══ Records

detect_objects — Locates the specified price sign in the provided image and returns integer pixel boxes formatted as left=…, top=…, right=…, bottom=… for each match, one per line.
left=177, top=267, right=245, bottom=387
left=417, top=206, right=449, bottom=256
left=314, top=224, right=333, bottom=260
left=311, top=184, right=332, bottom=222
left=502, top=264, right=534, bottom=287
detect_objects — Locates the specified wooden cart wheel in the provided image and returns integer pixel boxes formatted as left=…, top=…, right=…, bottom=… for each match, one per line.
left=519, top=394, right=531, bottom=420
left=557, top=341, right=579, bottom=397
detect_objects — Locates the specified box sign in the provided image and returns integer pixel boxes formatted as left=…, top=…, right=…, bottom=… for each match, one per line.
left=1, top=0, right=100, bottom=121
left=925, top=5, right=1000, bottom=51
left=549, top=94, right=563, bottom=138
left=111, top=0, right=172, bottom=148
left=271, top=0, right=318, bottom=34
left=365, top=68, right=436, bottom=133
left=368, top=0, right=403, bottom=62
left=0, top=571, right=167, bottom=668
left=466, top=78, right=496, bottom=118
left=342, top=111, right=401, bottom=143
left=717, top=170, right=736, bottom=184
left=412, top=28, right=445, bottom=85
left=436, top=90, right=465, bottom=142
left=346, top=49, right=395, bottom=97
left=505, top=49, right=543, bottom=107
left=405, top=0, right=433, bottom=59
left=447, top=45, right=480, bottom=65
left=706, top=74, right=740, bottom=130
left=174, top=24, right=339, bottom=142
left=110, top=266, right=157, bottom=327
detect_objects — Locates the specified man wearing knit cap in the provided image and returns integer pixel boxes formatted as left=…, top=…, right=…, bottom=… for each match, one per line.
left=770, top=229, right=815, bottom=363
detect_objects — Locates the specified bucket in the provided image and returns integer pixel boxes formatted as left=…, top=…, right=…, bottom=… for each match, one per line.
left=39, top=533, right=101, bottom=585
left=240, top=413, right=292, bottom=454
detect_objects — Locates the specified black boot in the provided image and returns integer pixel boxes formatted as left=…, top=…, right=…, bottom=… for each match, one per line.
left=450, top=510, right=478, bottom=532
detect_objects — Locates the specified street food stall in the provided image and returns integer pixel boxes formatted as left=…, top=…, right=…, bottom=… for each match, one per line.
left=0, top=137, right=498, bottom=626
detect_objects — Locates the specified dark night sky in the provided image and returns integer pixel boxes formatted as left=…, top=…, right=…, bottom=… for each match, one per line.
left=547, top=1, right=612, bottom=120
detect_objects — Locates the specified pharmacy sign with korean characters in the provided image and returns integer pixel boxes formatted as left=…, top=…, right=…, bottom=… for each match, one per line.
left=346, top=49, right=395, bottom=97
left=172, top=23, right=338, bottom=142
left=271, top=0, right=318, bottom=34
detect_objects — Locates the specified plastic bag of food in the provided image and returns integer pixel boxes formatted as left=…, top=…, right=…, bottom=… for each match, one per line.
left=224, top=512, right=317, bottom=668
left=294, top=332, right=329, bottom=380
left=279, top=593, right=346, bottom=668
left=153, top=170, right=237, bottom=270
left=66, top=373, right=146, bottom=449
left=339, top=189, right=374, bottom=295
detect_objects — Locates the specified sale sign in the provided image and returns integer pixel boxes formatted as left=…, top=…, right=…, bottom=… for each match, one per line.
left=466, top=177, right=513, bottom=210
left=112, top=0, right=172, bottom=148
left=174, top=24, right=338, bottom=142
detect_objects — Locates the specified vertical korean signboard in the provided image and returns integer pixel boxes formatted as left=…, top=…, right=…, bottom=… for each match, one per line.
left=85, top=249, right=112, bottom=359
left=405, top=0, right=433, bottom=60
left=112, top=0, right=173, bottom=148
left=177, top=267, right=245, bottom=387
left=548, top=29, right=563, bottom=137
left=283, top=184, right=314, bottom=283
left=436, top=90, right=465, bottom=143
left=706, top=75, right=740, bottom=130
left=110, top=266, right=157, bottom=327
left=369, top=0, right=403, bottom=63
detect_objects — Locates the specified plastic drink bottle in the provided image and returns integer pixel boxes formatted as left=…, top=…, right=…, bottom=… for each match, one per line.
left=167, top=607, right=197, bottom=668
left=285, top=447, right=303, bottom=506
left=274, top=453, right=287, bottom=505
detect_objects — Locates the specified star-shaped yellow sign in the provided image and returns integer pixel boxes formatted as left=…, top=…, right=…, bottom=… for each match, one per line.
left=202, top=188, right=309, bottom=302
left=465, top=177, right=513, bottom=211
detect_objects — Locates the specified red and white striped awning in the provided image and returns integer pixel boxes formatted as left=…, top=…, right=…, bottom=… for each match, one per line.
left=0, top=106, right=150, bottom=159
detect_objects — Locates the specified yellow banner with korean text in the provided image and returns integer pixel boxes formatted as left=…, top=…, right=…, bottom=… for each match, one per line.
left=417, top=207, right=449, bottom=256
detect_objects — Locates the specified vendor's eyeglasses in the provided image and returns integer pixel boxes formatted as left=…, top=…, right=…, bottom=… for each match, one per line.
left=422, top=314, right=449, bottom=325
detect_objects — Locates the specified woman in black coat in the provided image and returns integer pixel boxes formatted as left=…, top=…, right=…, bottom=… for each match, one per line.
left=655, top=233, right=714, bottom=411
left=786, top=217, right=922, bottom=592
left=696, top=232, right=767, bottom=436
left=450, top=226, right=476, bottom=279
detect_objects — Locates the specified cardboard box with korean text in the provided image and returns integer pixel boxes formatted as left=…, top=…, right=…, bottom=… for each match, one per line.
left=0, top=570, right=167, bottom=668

════

Brief: All the entries above need to be repeated word for word.

Answer to this exercise:
detect_objects — Locates the specified price sign in the provided image and returns integer pixel boxes formatted as left=…, top=…, right=…, bottom=… for each match, one per line.
left=177, top=267, right=245, bottom=387
left=417, top=206, right=449, bottom=256
left=314, top=224, right=333, bottom=260
left=311, top=184, right=332, bottom=222
left=502, top=264, right=534, bottom=287
detect_objects — Locates the specified wooden cart wheel in the provided image and returns integer pixel boxes formatted as left=…, top=…, right=…, bottom=… for each match, one per line.
left=519, top=394, right=531, bottom=420
left=557, top=341, right=579, bottom=397
detect_objects — Locates the specified box sign in the provided image and returns integer pixel boxes formatted as left=…, top=…, right=…, bottom=… for each match, one per line.
left=1, top=0, right=100, bottom=121
left=925, top=5, right=1000, bottom=51
left=549, top=94, right=563, bottom=138
left=111, top=0, right=172, bottom=148
left=271, top=0, right=318, bottom=34
left=365, top=68, right=436, bottom=133
left=368, top=0, right=403, bottom=62
left=0, top=571, right=167, bottom=668
left=466, top=78, right=496, bottom=118
left=342, top=111, right=401, bottom=143
left=717, top=170, right=736, bottom=184
left=412, top=28, right=445, bottom=85
left=436, top=90, right=465, bottom=142
left=346, top=49, right=395, bottom=97
left=505, top=49, right=543, bottom=107
left=405, top=0, right=433, bottom=59
left=447, top=45, right=480, bottom=65
left=706, top=74, right=740, bottom=130
left=174, top=24, right=339, bottom=142
left=110, top=266, right=157, bottom=327
detect_objects — Locates the specified man wearing knit cap in the provided image and returns integer pixel boxes formatted as left=…, top=…, right=…, bottom=… for each match, one per line.
left=770, top=229, right=815, bottom=363
detect_objects — Locates the specified bucket in the provided image and returns integer pixel boxes formatted as left=…, top=…, right=…, bottom=… for each match, one per line.
left=39, top=533, right=101, bottom=585
left=240, top=413, right=292, bottom=454
detect_objects — Locates the specified black boot in the provided image and returns integer pixel boxes formatted as left=…, top=…, right=…, bottom=… for each match, one per line.
left=450, top=510, right=478, bottom=532
detect_objects — Locates the specified street food stall in the provided image and returns integer pixel boxes formatted as left=…, top=…, right=…, bottom=… for each match, one per line.
left=0, top=137, right=498, bottom=626
detect_objects — Locates the specified dark night sky in the provided image and returns integer pixel boxes formatted as left=…, top=…, right=…, bottom=… for each match, one per line.
left=547, top=1, right=612, bottom=120
detect_objects — Locates the specified pharmacy sign with korean characters in the provided image and returns integer pixel boxes formatted as left=…, top=…, right=…, bottom=… for each match, one per line.
left=346, top=49, right=395, bottom=97
left=172, top=23, right=338, bottom=142
left=271, top=0, right=318, bottom=34
detect_objects — Locates the specified plastic bag of food in the provided image and returns integer pixel boxes formatted as left=…, top=…, right=…, bottom=… for each match, one per line.
left=224, top=512, right=317, bottom=668
left=294, top=332, right=329, bottom=380
left=279, top=593, right=346, bottom=668
left=153, top=170, right=237, bottom=270
left=66, top=373, right=146, bottom=449
left=339, top=189, right=374, bottom=295
detect_objects — Locates the specified sale sign in the provided image and returns integer pixel boxes formatted as left=…, top=…, right=…, bottom=… for each match, one per line.
left=466, top=177, right=513, bottom=210
left=112, top=0, right=172, bottom=148
left=174, top=24, right=338, bottom=142
detect_objects — Locates the specified vertical korean signboard in the provided image and returns integer pixel boxes formatted as left=…, top=…, right=…, bottom=… for each match, one per line.
left=85, top=249, right=112, bottom=359
left=405, top=0, right=433, bottom=60
left=112, top=0, right=173, bottom=148
left=177, top=267, right=245, bottom=387
left=548, top=29, right=563, bottom=137
left=283, top=184, right=314, bottom=283
left=436, top=90, right=465, bottom=143
left=706, top=75, right=740, bottom=130
left=110, top=266, right=157, bottom=327
left=369, top=0, right=403, bottom=63
detect_objects — Locates the specified plastic drink bottle in the provided image and returns integer pixel boxes formatted as left=…, top=…, right=…, bottom=… for each match, one per line.
left=167, top=607, right=197, bottom=668
left=285, top=447, right=303, bottom=506
left=274, top=453, right=287, bottom=505
detect_objects — Locates the specified star-shaped yellow sign in the provided image and returns integer pixel boxes formatted as left=…, top=…, right=…, bottom=… for each match, one per line.
left=202, top=188, right=309, bottom=302
left=465, top=177, right=513, bottom=211
detect_objects — Locates the specified red and white striped awning in the provided image and returns integer pixel boxes formatted as left=…, top=…, right=…, bottom=… for each match, one per line.
left=0, top=106, right=150, bottom=159
detect_objects — Locates the specified yellow banner with korean text in the provided image and returns integer pixel boxes formatted as left=…, top=…, right=…, bottom=… for each match, one per line.
left=417, top=207, right=449, bottom=256
detect_objects — Locates the specified vendor's eyeglasses in the provided image and returns integer pixel boxes formatted as left=…, top=…, right=…, bottom=… for each match, one per line.
left=422, top=314, right=449, bottom=325
detect_objects — Locates the specified woman in black coat in the provided image and returns integer pixel boxes formatted as left=…, top=…, right=…, bottom=… for each match, one per line.
left=655, top=233, right=714, bottom=411
left=786, top=217, right=922, bottom=592
left=696, top=232, right=767, bottom=436
left=450, top=226, right=476, bottom=279
detect_objects — Locates the specified cardboard box with korean text in the provided image and returns integer pixel boxes formatted as left=…, top=…, right=…, bottom=… for each match, one per line.
left=0, top=570, right=167, bottom=668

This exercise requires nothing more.